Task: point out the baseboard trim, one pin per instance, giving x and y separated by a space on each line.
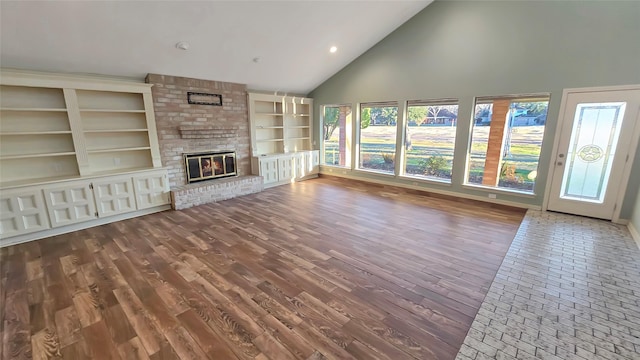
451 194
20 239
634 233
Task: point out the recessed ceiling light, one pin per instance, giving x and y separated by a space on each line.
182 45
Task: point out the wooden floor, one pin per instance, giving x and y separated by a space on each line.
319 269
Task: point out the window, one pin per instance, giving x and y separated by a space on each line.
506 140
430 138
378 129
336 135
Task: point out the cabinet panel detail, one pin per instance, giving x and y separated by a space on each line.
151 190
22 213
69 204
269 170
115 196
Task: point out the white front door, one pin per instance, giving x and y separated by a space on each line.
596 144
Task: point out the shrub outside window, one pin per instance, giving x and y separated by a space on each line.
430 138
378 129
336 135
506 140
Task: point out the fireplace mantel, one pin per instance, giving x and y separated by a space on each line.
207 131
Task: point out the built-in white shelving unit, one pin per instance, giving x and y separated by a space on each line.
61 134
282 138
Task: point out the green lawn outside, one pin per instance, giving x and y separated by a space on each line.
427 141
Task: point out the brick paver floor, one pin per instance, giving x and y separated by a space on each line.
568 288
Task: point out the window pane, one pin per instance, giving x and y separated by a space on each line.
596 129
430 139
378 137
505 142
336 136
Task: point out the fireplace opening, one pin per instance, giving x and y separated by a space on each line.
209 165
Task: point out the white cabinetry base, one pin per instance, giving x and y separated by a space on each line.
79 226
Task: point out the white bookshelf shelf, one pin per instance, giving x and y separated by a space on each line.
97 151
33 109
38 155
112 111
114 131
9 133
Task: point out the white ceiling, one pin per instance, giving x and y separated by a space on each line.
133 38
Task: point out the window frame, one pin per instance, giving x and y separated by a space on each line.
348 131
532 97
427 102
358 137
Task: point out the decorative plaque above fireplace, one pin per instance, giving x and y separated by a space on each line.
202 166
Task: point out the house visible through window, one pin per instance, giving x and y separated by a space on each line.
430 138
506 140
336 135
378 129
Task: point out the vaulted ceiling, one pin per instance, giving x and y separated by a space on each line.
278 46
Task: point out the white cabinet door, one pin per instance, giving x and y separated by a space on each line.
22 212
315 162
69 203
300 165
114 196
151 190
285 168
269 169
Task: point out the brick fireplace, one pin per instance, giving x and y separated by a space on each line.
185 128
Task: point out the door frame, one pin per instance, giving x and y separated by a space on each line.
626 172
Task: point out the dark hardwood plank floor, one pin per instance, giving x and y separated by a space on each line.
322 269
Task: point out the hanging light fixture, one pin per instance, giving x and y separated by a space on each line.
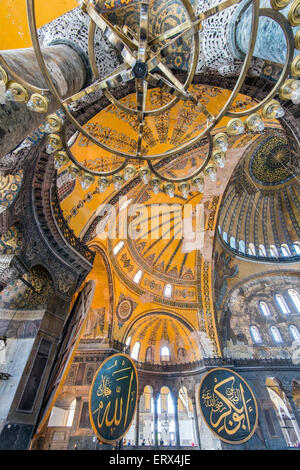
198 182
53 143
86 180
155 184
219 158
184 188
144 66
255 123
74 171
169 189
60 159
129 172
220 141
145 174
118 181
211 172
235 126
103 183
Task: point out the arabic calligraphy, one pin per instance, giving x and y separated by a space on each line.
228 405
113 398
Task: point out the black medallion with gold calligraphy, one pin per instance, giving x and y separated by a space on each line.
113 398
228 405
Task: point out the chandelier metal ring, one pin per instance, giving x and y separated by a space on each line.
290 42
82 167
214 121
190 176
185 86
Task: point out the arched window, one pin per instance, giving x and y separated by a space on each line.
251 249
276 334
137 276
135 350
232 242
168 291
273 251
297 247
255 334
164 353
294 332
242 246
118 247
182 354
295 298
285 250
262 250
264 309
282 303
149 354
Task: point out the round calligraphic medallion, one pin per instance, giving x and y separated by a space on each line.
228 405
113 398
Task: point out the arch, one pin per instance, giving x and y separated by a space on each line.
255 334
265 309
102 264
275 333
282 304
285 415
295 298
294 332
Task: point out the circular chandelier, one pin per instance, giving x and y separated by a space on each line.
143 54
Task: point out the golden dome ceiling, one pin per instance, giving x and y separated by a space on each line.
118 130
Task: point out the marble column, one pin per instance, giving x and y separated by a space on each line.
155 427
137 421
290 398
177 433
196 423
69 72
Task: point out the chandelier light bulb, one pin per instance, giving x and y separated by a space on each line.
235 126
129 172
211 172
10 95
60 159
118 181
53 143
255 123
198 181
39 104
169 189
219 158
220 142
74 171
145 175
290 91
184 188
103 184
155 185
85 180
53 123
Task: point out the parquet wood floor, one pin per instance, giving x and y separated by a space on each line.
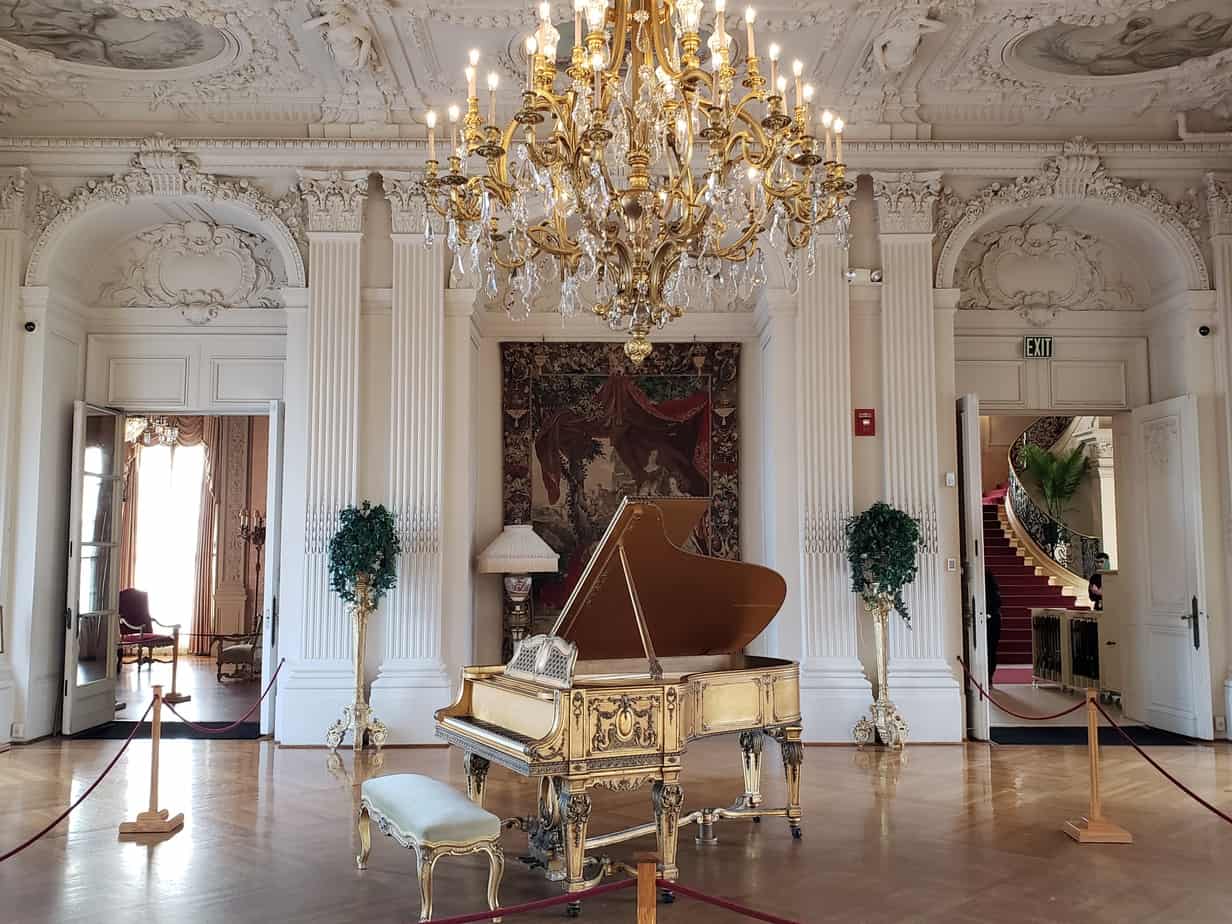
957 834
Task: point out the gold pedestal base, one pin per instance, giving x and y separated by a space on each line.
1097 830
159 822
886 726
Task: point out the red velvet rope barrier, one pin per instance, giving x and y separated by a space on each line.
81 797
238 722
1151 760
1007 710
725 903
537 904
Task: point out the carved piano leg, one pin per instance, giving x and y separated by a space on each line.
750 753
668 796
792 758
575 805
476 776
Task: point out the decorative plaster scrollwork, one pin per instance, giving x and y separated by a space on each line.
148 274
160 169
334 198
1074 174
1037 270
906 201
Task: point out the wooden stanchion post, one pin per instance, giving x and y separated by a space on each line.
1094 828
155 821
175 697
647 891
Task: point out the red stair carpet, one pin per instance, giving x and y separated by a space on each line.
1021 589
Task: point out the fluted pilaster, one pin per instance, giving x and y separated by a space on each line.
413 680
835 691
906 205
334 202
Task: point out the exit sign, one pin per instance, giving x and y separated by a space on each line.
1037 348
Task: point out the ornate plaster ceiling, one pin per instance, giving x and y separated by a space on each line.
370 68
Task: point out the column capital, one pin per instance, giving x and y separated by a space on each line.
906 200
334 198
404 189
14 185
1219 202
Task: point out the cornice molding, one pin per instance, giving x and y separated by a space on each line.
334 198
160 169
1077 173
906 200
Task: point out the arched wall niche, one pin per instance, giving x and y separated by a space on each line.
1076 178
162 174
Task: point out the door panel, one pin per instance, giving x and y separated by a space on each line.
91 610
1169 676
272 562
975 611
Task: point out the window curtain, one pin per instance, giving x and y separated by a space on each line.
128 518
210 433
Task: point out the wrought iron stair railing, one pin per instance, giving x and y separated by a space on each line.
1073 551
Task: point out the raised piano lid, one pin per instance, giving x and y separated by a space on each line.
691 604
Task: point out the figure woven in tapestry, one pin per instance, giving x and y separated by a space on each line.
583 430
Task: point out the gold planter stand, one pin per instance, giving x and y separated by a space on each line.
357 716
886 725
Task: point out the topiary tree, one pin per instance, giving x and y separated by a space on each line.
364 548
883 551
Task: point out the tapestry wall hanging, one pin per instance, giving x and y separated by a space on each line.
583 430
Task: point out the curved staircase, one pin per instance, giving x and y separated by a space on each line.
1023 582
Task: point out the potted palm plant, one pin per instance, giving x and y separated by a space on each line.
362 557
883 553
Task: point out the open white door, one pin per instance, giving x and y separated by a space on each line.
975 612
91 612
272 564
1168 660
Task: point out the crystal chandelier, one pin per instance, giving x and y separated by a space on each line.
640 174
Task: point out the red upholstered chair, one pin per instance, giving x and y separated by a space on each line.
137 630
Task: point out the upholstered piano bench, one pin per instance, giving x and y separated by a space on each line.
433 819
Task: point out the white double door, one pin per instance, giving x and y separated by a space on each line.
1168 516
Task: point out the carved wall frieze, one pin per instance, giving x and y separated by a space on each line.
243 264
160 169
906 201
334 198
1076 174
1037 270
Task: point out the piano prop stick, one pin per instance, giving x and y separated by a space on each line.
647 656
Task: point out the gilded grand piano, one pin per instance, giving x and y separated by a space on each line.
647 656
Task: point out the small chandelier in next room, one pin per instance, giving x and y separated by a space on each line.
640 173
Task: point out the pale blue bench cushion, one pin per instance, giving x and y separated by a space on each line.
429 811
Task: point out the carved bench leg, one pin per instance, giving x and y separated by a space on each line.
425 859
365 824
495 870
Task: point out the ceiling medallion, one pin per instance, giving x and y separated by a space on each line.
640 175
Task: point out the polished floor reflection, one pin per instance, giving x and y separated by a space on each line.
────────────────────
Task objective ->
Faithful copy, images left out: write out every line of data.

Result of this task ->
Task: point out the baseboard trim, one pin per instance, giving x and y separated by a space on each line.
451 194
20 239
634 233
Task: point out the recessed ceiling light, one pin per instance, giving x and y separated by a space on each line.
182 45
Task: point out the wooden floor, one pin per instance, giving x and y separated by a space on each line.
319 269
Task: point out the window, one pin per instance, giving x and y separated by a space on each line.
506 140
430 138
378 129
336 135
Task: point out the cabinet panel detail, one pin per instance, giving x and y separated by a space on each line.
151 190
22 213
69 204
269 170
115 196
Task: point out the white front door, one pin per instance, giving x and y separated by a space on each line.
596 144
Task: point out the shrub outside window, one pin per instance, giving x and y separated by a space on each line.
430 138
378 129
336 135
506 140
Task: point out the fireplace mantel, one pin per instance, giving x and y separated by a space on each line.
207 131
Task: point out the built-in white shelving unit, one pin per instance, giving x and y separated by a space on each line.
61 134
282 138
Task: point out the green lawn outside, one pin per instance, giving x and y separated by a space on each line.
427 141
Task: point out the brick paver floor, one pin per instance, giving x and y separated by a space on each line.
568 288
Task: point out the window pane, one pin per instance, giving x and y separated by a space on each line.
596 129
430 139
378 137
505 142
336 136
Task: point out the fireplace opening, one pin per instance, giving x and y separated by a space on each line.
209 165
Task: point out the white cabinetry base, one pin per instance, giving x and y separated by a space on each line.
79 226
Task: point out the white bookshelf shelf, one pin per instance, giving x and y separated by a space on each line.
97 151
33 109
38 155
112 111
114 131
9 133
Task: point out the white ceiling, one pin per instance, giving x and y separated by a space on each line.
133 38
Task: point out the window frame, one pin per instance, giving x and y separated by a space on each line.
348 131
532 97
427 102
358 137
Task: point out the decorative plaque above fireplace, one pin per instance, giving x and y separated by a space on each line.
202 166
Task: point out the house visible through window, one pin per instance, giving x and y separated by a space on each line.
430 138
506 140
336 135
378 129
Task: point out the vaulted ceiling, one pin per instance, giving x and y separated by a space on each line.
278 46
Task: point out the white cabinet door, one pin per instance, giving x and y separated by a space on each line.
22 212
315 162
69 203
300 165
114 196
151 190
285 168
269 169
Task: point out the brick fireplace, one pin per instance, giving x and y separated by a space on each line.
185 128
Task: point out the door frame, one pin per instance, giving x and y separated by a space on each line.
626 172
Task: point out the dark hardwood plank floor, one pin per instance, giving x and y separated by a space on each line.
322 269
Task: point out the hanging light fixture, one pin per instance, giving x and y separated by a space on each line.
198 182
53 143
86 180
155 184
219 158
184 188
144 66
255 123
74 171
169 189
60 159
129 172
220 141
145 174
118 181
211 172
235 126
103 183
Task: point out the arabic calligraphy, one pin per instance, giving x and y separated by a space on each line.
228 405
113 398
Task: point out the black medallion with gold calligraphy, one pin per instance, giving x and y separated by a space on each line.
113 398
228 405
Task: point out the chandelier metal ring, one pin per instance, giving x and y separated by a space on each line.
290 42
82 167
214 121
190 176
185 86
Task: point out the arched window, one pin per instance, giving x and y separated by a space on each line.
251 249
276 334
137 276
135 350
232 242
168 291
273 251
297 247
255 334
164 353
294 332
242 246
118 247
182 354
295 298
285 250
262 250
264 309
282 303
149 354
Task: point out the round calligraphic medallion, one pin per instance, giving x and y separated by a space on each line.
228 405
113 398
Task: point out the arch, one pin per instance, giving x and y separated by a space on each line.
255 334
265 309
102 264
275 333
282 304
285 415
295 298
294 332
Task: point out the circular chandelier, one pin per instance, giving x and y separated by a space on each line.
143 54
Task: point out the golden dome ceiling, one pin per instance, giving x and y separated by a space on each line.
118 130
Task: point out the marble column, one pin per instance, giving x and y separated by a space on each line.
155 427
137 421
290 398
177 433
196 423
69 72
Task: point out the chandelier light bulb, one pin per instance, giving x and y separated by a space on each line.
235 126
129 172
211 172
10 95
60 159
118 181
53 143
255 123
198 181
39 104
169 189
219 158
220 142
74 171
145 175
290 91
184 188
103 184
155 185
85 180
53 123
Task: point out the parquet wood floor, one pin per instance, giving x and y separated by a space on each line.
957 834
Task: point out the gold pedestal base, one pin per instance, giving x and y separated by a space on each line.
1097 830
159 822
886 726
Task: point out the red velvet rope barrier, one pin per instance, giving x and y separated by a space on each line.
81 797
238 722
1151 760
1007 710
725 903
537 904
Task: point out the carved piano leg, one pin per instance, giving x and y separated by a space on each line.
750 753
668 796
792 758
575 805
476 776
Task: point out the decorative plaster scrollwork, one pin per instance, giving x and y separated by a space on each line.
148 274
160 169
334 198
1074 174
1037 270
906 201
Task: point out the wooden stanchion post, one pin per instance, giving x and y separated by a space on each line.
1094 828
155 821
175 697
647 891
Task: point out the red stair carpet, one pin per instance, giving x and y separated by a space on each line.
1021 589
Task: point out the fluted pilaster, one pin per instance, giving x and y separated by a space on each line.
413 680
835 691
906 205
334 202
Task: point out the exit sign, one pin per instance, giving x and y separated by a space on each line.
1037 348
Task: point out the ornate plaster ceiling, one pin per instance, giving x and y separated by a space on each line.
370 68
Task: point out the column capital, one pin per instance, giving x and y separated by a space on each line.
906 200
334 198
404 189
14 185
1219 202
Task: point out the cornice molding, one pin per instance, giving x and y separated by a space on each line.
334 198
160 169
1077 173
906 200
Task: point out the arched wall niche, one pin per instance, giving x and y separated by a space on each line.
1076 178
162 174
Task: point out the door panel, one pin per instance, giving x and y separated by a space on each line.
91 610
1169 676
272 562
975 611
Task: point out the window curtain, one pin per instance, giving x and y separated by a space on each line.
128 518
210 433
Task: point out the wrought iron stair railing, one pin per instance, giving x and y separated by a space on each line.
1073 551
Task: point out the raised piano lid, one pin per instance, giving x and y separated by a space on each line.
691 604
Task: point out the figure woven in tapestry, one pin per instance, giving x and y separated by a space on each line.
583 430
Task: point out the gold planter stand, one pin per instance, giving x and y separated by a space on each line.
357 716
886 725
Task: point out the topiary tree, one pin per instance, giving x and y separated by a space on each line.
364 548
883 551
Task: point out the tapestry wall hanging, one pin per instance, giving x and y separated by a space on each line.
583 430
Task: point out the curved staircase, one pin per instance, giving x and y separated by a space on each line.
1023 582
Task: point out the potted palm plant, one pin per instance, giving x and y separated by a space on each line.
362 557
883 553
Task: point out the open white door, one pin per instance, giving x and y separated by a space on each line.
975 612
91 612
272 564
1168 660
Task: point out the crystal chandelier, one pin per instance, giving x and y separated by a space on each line.
640 174
Task: point out the red upholstered chair, one pin per instance, giving x and y separated by a space on each line.
137 630
Task: point out the upholstered piano bench, one pin per instance, giving x and y separated by a space on each line.
433 819
Task: point out the white double door, one pin per instance, giving x and y separated by a space on each line.
1168 516
Task: point out the carved wall frieze, one pin per instance, giving x and y separated by a space on each line.
243 264
160 169
906 201
334 198
1076 174
1037 270
Task: point out the piano prop stick, one pin per instance, giving x and y separated by a space on each line.
647 656
Task: point out the gilded grand piano, one pin per instance, giving x and y separated by a space on each line.
647 656
Task: point out the small chandelier in next room, one pin per instance, giving x and y separated by a space on each line.
640 173
Task: point out the pale blue bench cushion, one pin per instance, giving x and y separated by a space on each line.
429 811
Task: point out the carved bench leg, one pin per instance, giving x and y separated by a space on each line.
425 859
365 824
495 870
Task: point out the ceiling medallion, one pin per instance, giving x and y separated by a space on each line.
640 175
Task: point out the polished floor reflection, one pin per instance, giving x and y separated by a space on each line.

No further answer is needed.